• **Objective**: Transcribe the data below verbatim, starting with the line that contains "find | green shrub" and going on through the line that contains "column 160, row 912", both lines included.

• **Collection entries**:
[start]

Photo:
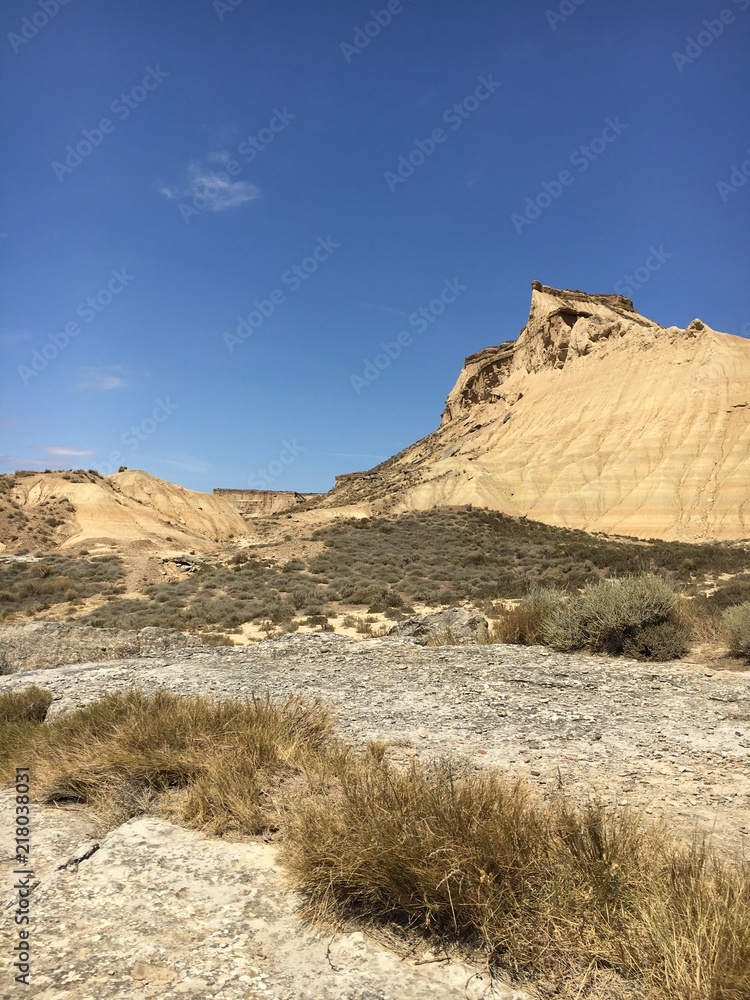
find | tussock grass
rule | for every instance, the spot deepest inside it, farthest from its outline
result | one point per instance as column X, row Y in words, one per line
column 211, row 765
column 545, row 891
column 548, row 892
column 522, row 624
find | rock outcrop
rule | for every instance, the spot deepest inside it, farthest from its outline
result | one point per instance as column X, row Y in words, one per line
column 454, row 626
column 594, row 418
column 42, row 645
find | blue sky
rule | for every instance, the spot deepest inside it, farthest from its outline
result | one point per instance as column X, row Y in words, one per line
column 178, row 167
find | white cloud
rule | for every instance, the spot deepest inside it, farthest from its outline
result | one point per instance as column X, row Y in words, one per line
column 189, row 463
column 14, row 338
column 61, row 450
column 213, row 188
column 101, row 379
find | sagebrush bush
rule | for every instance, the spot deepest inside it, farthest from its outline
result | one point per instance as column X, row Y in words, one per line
column 667, row 641
column 610, row 615
column 736, row 623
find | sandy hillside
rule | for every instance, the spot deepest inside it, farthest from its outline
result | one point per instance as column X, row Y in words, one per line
column 128, row 506
column 594, row 418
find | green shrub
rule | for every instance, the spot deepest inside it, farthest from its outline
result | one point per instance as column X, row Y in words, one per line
column 736, row 622
column 667, row 641
column 610, row 614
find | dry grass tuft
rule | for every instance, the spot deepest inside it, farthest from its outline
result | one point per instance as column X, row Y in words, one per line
column 736, row 622
column 543, row 890
column 211, row 765
column 523, row 624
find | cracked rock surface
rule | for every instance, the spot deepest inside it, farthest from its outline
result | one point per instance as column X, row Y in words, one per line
column 157, row 911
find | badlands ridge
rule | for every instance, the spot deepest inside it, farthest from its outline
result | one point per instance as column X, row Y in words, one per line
column 594, row 418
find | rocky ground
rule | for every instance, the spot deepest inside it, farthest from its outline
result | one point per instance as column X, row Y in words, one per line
column 160, row 912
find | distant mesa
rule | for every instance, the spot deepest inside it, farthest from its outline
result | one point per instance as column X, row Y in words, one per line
column 261, row 503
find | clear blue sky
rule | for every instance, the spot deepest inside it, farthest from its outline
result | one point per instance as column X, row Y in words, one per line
column 215, row 146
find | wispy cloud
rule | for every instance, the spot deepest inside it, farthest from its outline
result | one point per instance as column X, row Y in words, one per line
column 213, row 187
column 347, row 454
column 101, row 379
column 14, row 338
column 189, row 463
column 373, row 307
column 63, row 451
column 11, row 462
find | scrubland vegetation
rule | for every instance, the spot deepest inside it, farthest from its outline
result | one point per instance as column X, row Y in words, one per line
column 571, row 896
column 34, row 587
column 563, row 581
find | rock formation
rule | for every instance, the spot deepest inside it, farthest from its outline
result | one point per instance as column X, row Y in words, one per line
column 595, row 418
column 40, row 645
column 126, row 507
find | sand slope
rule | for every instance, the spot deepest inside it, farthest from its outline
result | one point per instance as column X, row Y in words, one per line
column 595, row 418
column 131, row 506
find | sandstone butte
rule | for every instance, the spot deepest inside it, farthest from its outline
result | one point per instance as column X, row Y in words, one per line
column 131, row 506
column 594, row 418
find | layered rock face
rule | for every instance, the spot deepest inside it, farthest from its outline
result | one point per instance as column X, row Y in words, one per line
column 131, row 506
column 595, row 418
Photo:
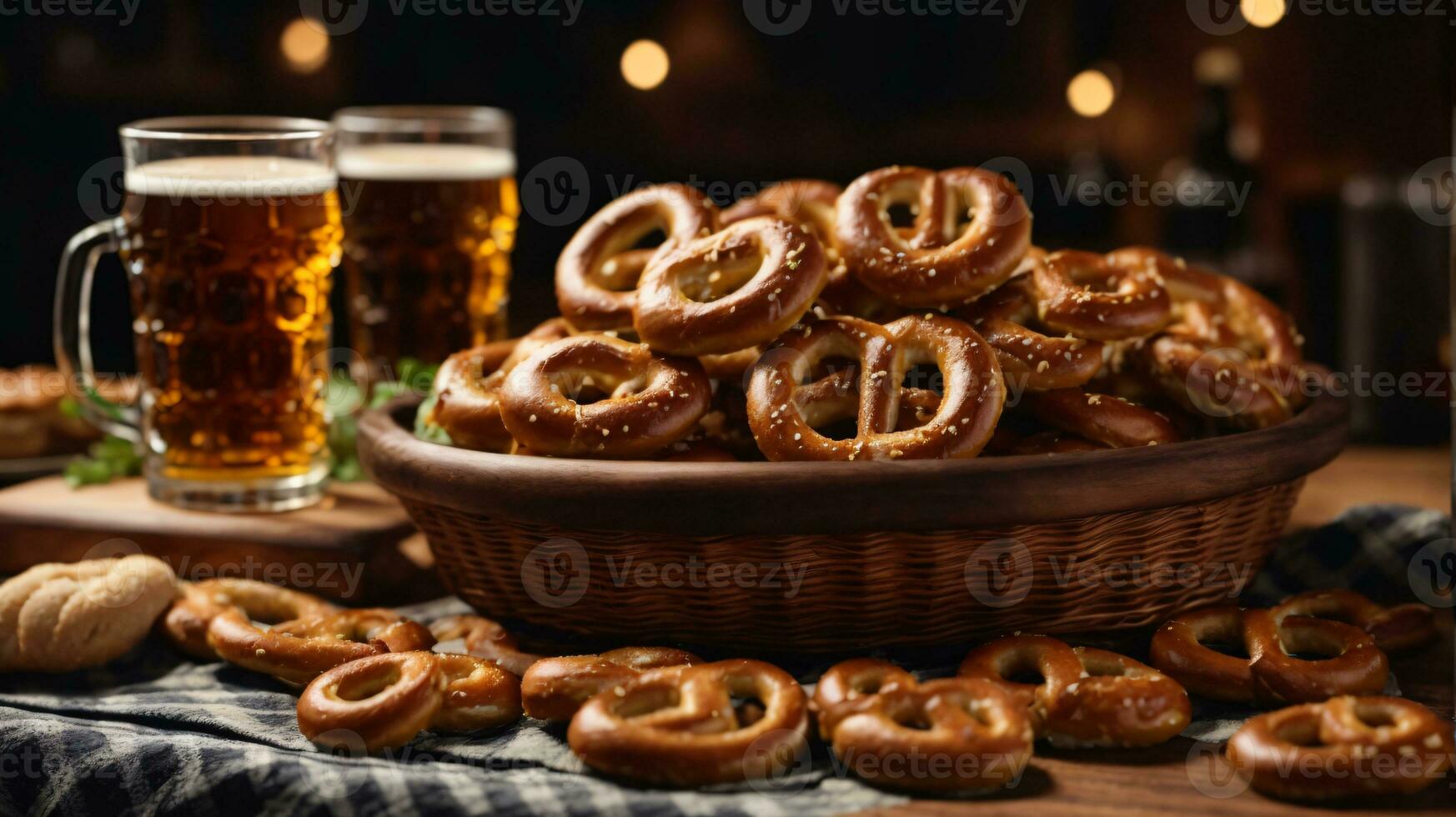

[end]

• **Result for this exercise**:
find | green shrub
rule | for every instance, the spot deepest inside it, farthest from its outline
result | one point per instance as column X, row Y in words, one per line
column 736, row 622
column 667, row 641
column 610, row 614
find | dry grass tuft
rule | for every instance, the spot deepest inside it, farthest from its outline
result | one point per instance as column X, row Y in words, one per line
column 736, row 622
column 543, row 890
column 211, row 765
column 523, row 624
find | cracked rock surface
rule | for every instance, the spot deepest inside it, farthest from its outline
result | one point per instance as column X, row Y in words, one per line
column 157, row 911
find | badlands ridge
rule | for every instance, the spot deepest inside it, farthest from its outline
result | one point per instance as column X, row Y in words, one per line
column 594, row 418
find | rocky ground
rule | for every instance, the spot deepest inside it, farthest from its outline
result | one point per instance as column X, row Y in words, one per line
column 160, row 912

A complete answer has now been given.